*Exercise*.
Copy every line of the material below word for word, but leave the pictures out.

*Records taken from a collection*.
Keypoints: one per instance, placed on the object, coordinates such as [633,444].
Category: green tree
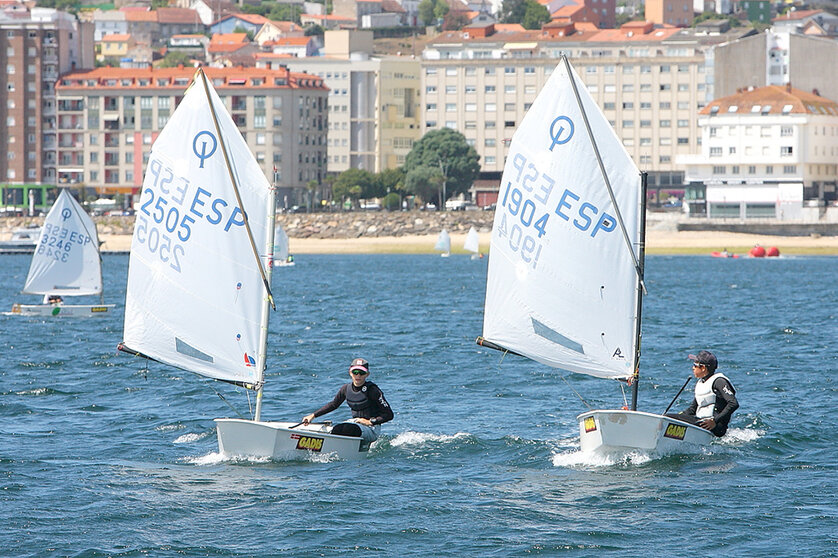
[353,184]
[174,59]
[446,153]
[426,12]
[424,182]
[513,11]
[535,15]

*Final answer*.
Keypoints: one per instance, placed on the object, coordinates such as [633,444].
Category: green tree
[353,184]
[174,59]
[446,153]
[426,12]
[424,182]
[513,11]
[535,15]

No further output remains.